[Rows from a dataset]
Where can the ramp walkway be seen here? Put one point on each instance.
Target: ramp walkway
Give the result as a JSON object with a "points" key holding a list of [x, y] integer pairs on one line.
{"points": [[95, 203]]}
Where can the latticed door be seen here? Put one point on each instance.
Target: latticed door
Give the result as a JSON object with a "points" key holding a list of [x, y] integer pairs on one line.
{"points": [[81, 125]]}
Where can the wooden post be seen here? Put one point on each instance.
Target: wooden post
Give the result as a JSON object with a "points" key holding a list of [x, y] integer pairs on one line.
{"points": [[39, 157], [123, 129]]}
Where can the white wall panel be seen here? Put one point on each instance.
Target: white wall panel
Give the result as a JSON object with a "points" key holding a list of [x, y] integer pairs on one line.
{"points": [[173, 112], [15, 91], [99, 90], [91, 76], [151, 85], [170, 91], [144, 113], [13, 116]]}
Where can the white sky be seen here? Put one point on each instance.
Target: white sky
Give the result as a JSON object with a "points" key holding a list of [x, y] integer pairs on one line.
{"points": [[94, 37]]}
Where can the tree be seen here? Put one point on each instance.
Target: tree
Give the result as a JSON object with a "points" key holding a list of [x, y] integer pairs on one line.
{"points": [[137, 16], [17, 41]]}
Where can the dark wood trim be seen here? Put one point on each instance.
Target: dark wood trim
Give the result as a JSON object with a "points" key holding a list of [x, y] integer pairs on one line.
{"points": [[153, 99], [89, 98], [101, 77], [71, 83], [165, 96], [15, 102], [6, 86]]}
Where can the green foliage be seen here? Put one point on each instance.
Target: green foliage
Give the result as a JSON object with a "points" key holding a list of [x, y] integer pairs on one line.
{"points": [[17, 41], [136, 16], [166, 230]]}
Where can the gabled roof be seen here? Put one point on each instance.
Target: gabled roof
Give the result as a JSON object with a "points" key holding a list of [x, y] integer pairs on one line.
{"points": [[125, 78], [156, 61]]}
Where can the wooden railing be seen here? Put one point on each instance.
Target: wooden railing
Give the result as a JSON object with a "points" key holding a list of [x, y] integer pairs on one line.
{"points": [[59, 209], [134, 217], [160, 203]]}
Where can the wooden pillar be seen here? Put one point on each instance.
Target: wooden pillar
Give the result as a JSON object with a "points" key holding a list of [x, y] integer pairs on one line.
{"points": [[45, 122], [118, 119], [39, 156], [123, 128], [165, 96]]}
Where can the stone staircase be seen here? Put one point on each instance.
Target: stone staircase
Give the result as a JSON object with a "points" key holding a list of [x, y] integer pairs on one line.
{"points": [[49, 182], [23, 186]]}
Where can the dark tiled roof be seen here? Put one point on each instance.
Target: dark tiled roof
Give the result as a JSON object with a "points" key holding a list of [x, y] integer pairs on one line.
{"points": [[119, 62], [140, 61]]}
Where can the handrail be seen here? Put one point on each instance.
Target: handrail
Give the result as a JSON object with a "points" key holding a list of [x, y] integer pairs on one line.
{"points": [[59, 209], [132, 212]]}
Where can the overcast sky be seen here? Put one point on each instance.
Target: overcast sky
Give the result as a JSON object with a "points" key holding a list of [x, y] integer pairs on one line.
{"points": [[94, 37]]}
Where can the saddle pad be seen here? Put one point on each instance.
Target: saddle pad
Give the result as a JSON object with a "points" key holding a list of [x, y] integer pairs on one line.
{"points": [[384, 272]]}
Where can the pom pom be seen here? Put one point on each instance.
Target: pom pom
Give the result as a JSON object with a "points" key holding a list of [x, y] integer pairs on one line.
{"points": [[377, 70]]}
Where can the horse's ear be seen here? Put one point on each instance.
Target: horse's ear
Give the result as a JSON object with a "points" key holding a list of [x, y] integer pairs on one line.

- [Challenge]: Write out every line exactly as it stands.

- [Output for this exercise]:
Where can the ramp walkway be seen here? Put one point on each instance.
Target: ramp walkway
Give the result as a JSON object with a "points" key holding a list of [x, y] integer pairs on one line.
{"points": [[95, 203]]}
Where can the latticed door be seen here? Put one point on each instance.
Target: latticed door
Give the result as a JSON object with a "points" key holding a list of [x, y] integer pairs on one line.
{"points": [[81, 125]]}
Where can the wooden post be seen here? Put one point on each instance.
Target: wooden post
Give the result as a JSON object with a "points" key holding a list of [x, y] integer pairs on one line.
{"points": [[39, 157], [123, 129]]}
Where can the white wall panel be seen here? Put one point on each instance.
Target: white wall panel
Give the result as a JSON object with a "points" key holding a list of [x, y] integer pairs on one line.
{"points": [[173, 112], [15, 91], [99, 90], [91, 76], [151, 85], [170, 91], [144, 113], [13, 116]]}
Where can the white sky be seen here? Put one point on each instance.
Target: white sky
Give the result as a JSON object with a "points" key holding a list of [x, y] integer pairs on one line.
{"points": [[94, 37]]}
Where can the tree be seen here? Put one point on each instance.
Target: tree
Give the result as a JSON object with a "points" key holding a list of [x, y] integer pairs on one line.
{"points": [[137, 16], [17, 41]]}
Where can the dark wood trim be seen here? Put one point on each instance.
Target: dark wood trim
Give the result as a JSON object with a "points" key holding a list of [x, y] integer pairs on one line.
{"points": [[153, 99], [89, 98], [101, 77], [71, 83], [165, 96], [15, 102], [6, 86]]}
Where can the green foliage be seen here? Put one point on each instance.
Target: green foliage
Give the result as a JSON object with a "points" key holding a list of [x, y] integer pairs on one line.
{"points": [[17, 41], [136, 16], [166, 230]]}
Where can the gabled roof be seen here? Put one point on each instance.
Target: gabled roof
Give the result as a JSON object with a "points" key holding a list of [x, y] integer pairs on one line.
{"points": [[125, 78], [156, 61]]}
Where can the wooden railing be seen here? Put one point on each instance.
Target: wooden railing
Give the result as a JSON object with a "points" key holding a list of [x, y] integer pairs on one line.
{"points": [[59, 209], [134, 217], [160, 203]]}
Where can the wooden pillar be seen here? Put one point on each instance.
Target: wooden pillar
Give the result as a JSON object with a "points" key holding a list of [x, y] integer pairs on one line.
{"points": [[45, 122], [118, 119], [39, 156], [123, 128], [165, 96]]}
Where can the stone staircase be seen here? Put one point on each instance.
Target: stone staircase
Give the result as a JSON object with a "points" key holding a list of [x, y] integer pairs on one line.
{"points": [[49, 182], [23, 186]]}
Where can the dark tiled roof be seen here? Put one point on each instance.
Target: dark tiled roof
Give the result as a JSON object with a "points" key holding a list of [x, y] integer pairs on one line.
{"points": [[119, 62], [140, 61]]}
Where can the handrail be seen here? Put one point on each instance.
Target: handrail
Give the result as a JSON object with a "points" key holding a list of [x, y] integer pairs on one line.
{"points": [[59, 209], [132, 212]]}
Where can the overcast sky be seen here? Put one point on each instance.
Target: overcast sky
Give the result as a JSON object with a "points" key holding a list of [x, y] integer pairs on one line.
{"points": [[94, 37]]}
Where can the saddle pad be seen here? Put one point on each instance.
Target: saddle pad
Give the result as a JSON object with a "points" key holding a list of [x, y] integer pairs on one line.
{"points": [[384, 272]]}
Where can the pom pom be seen here? Put one point on each instance.
Target: pom pom
Give the result as a JSON object with a "points" key holding a list of [x, y] integer pairs on one line.
{"points": [[377, 70]]}
Where can the horse's ear be seen here? Put one point on each instance.
Target: horse's ear
Give the result as a JSON object with a "points" key holding a list of [x, y] integer pairs on one line.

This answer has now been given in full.